* _Task goal_:
Restating the data word for word is all that is required.
*** Opening of Extracted records ***
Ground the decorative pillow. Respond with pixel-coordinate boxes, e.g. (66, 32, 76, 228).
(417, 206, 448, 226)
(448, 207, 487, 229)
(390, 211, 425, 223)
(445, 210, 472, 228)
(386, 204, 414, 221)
*** Close of Extracted records ***
* _Completed exercise_:
Ground the decorative pillow. Respond with pixel-coordinate boxes, e.g. (66, 32, 76, 228).
(417, 206, 448, 226)
(448, 207, 487, 229)
(390, 211, 425, 223)
(445, 210, 472, 228)
(386, 204, 414, 221)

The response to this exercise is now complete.